### [What to work on]
1. Print the passage of the blog excerpt starting at "I have no expectations" and ending at "you Sophia Marie!".
2. For each statement, answer yes or no on whether it agrees with the blog excerpt, quoting the deciding words of the excerpt. (a) In "Lamentation," Martha Graham dances the whole piece wrapped in a tube of fabric. (b) The author's rendition came out more prayerful than grieved. (c) The author expects the charcoal piece to be more than an artistic rant.
3. Write the next part of the blog excerpt, beginning after its final line.

### [Text passage]
______

They are in God's sovereign hands. 

Sunday, August 4, 2013

Lamentation

There's a famous dance by Martha Graham called "Lamentation" where she dances the entire piece wrapped in this tube of fabric.  Sounds totally weird but it really conveys a sense of trapped in pain expression.  Here's Martha Graham in my favorite pose:
I've have always been captivated by this image as it represents a form of locked struggle.

Here's my rendition with regard to my sense of struggle:
It's not entirely as grieved as I saw in my head but actually more prayerful which is where I believe the Lord wants me right now.

I have no expectations that this is anything but my artistic rant through my emotional storm right now.  Just purging through charcoal.  

Friday, August 2, 2013

Make up Artist

My little make up artist in training...
Check out her arm.  She is running out of  work space.  This is what fills her sweet creative tank, so be it.  Love you Sophia Marie!

Thursday, August 1, 2013

Searching for self

Self portrait, I think I was too generous...

______

### [Given data]
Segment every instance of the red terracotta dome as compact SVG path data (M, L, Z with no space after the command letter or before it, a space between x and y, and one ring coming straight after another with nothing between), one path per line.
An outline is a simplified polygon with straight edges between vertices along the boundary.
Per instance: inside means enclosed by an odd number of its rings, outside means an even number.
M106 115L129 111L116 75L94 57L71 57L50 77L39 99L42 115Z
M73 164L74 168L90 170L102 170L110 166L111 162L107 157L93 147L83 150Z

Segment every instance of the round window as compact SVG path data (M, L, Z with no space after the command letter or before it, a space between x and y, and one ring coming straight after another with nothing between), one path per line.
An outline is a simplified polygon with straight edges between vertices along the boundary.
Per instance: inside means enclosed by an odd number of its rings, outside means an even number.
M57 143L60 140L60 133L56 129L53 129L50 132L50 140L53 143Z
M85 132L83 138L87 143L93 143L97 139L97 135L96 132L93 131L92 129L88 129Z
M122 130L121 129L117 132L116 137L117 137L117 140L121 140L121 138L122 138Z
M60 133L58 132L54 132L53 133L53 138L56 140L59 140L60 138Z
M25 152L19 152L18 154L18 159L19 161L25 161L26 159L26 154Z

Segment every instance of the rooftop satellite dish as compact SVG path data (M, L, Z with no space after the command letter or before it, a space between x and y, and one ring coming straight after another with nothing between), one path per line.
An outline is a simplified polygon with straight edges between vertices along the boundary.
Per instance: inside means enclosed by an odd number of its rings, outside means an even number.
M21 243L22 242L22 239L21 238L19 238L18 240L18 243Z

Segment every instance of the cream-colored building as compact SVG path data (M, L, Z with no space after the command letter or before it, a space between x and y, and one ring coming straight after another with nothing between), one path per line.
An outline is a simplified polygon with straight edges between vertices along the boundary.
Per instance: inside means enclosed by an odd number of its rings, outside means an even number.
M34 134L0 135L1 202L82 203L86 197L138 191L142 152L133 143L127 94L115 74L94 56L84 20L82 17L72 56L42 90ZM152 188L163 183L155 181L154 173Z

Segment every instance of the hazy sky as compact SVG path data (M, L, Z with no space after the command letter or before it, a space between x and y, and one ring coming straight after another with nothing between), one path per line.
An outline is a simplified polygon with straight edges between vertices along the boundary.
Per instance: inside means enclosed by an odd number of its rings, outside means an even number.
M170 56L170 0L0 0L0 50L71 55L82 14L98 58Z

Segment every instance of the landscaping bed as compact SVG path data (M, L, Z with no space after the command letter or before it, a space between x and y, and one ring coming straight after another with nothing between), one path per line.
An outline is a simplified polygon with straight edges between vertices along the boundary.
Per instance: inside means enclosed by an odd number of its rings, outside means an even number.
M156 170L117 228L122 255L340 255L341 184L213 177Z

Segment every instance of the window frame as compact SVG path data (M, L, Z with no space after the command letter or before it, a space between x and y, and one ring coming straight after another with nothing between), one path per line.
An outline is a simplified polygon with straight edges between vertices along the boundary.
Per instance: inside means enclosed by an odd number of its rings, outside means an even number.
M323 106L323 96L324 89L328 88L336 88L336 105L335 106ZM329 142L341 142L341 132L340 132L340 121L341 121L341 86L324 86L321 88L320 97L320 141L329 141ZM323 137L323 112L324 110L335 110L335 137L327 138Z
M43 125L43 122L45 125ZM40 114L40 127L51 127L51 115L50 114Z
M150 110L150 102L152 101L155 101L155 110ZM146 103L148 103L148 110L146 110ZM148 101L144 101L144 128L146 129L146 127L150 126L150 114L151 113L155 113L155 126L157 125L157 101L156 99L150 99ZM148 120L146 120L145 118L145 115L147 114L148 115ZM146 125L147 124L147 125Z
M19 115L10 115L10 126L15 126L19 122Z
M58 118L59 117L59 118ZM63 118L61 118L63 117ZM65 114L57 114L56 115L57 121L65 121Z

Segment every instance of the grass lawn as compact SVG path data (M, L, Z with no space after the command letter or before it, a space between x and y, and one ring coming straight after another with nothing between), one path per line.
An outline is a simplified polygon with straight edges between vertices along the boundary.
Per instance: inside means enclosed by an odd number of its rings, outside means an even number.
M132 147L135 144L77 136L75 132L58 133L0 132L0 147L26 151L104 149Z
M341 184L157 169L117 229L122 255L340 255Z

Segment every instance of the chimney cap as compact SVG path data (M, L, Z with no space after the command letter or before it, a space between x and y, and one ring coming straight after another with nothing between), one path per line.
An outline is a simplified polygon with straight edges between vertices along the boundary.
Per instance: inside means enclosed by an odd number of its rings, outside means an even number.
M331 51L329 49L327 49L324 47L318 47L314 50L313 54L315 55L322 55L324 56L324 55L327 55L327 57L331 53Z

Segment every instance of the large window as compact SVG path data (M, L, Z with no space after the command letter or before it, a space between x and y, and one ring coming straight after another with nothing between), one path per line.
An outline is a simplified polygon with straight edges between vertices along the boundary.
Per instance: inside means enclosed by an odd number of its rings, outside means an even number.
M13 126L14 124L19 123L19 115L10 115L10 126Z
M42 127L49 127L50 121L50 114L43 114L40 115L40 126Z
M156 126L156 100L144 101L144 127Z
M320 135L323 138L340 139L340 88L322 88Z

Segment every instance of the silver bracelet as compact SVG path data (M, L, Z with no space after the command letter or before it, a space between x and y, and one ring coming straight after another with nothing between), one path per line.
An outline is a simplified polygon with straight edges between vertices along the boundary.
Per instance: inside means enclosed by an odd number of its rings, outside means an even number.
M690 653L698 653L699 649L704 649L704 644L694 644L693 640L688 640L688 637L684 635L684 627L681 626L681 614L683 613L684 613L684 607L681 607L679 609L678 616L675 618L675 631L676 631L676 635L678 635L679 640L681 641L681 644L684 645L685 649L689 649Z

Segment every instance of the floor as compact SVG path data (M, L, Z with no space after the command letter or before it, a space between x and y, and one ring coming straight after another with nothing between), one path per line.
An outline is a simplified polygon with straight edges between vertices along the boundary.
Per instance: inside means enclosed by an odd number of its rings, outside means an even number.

______

### [Responses by task]
1.
I have no expectations that this is anything but my artistic rant through my emotional storm right now.  Just purging through charcoal.  

Friday, August 2, 2013

Make up Artist

My little make up artist in training...
Check out her arm.  She is running out of  work space.  This is what fills her sweet creative tank, so be it.  Love you Sophia Marie!

2.
(a) Yes: "she dances the entire piece wrapped in this tube of fabric"
(b) Yes: "It's not entirely as grieved as I saw in my head but actually more prayerful"
(c) No: "I have no expectations that this is anything but my artistic rant through my emotional storm right now."

3.
Saturday, July 27, 2013

Still hurts like hell

Nothing about this process of healing is something I can anticipate.  Every twinge of throat scraping reality hits anytime any place when I'm least expecting to lose my guard.  My guard.  I have never had the capacity to do all things motherhood while deeply feeling so cripple.  Is this considered denial?   But God...

"We now have this light shining in our hearts, but we ourselves are like fragile clay jars containing this great treasure. This makes it clear that our great power is from God, not from ourselves."
2 Corinthians 4:7

For added rest

Disfigured

Recently I've been feeling misplaced, uncomfortable in my own skin, disfigured.  What I knew and what I thought I knew has altogether become a feeling of being lost in my physical world.  Sounds pretty intense I guess but I'm never sold on the absolute temptation of those feelings. 

I'm not sold because of this:

2 Corinthians 5:1 For we know that if the earthly tent we live in is destroyed, we have a building from God, an eternal house in heaven, not built by human hands.

My personal mantra: "This is not my
home, this is not my home..."

My physical heart beats for these lives:
They are the greatest call to my faith and willingness to stand against the strongest waves of earthly disillusion.  I imagine they themselves will inflict a great sense of disillusion and I will disillusion them with my human incapacity.  

But God...

"For I am sure that neither death nor life, nor angels nor rulers, nor things present nor things to come, nor powers, nor height nor depth, nor anything else in all creation, will be able to separate us from the love of God in Christ Jesus our Lord."
Romans 8:38-39

Amen

Wednesday, July 24, 2013

Art Journey

Current creative musings...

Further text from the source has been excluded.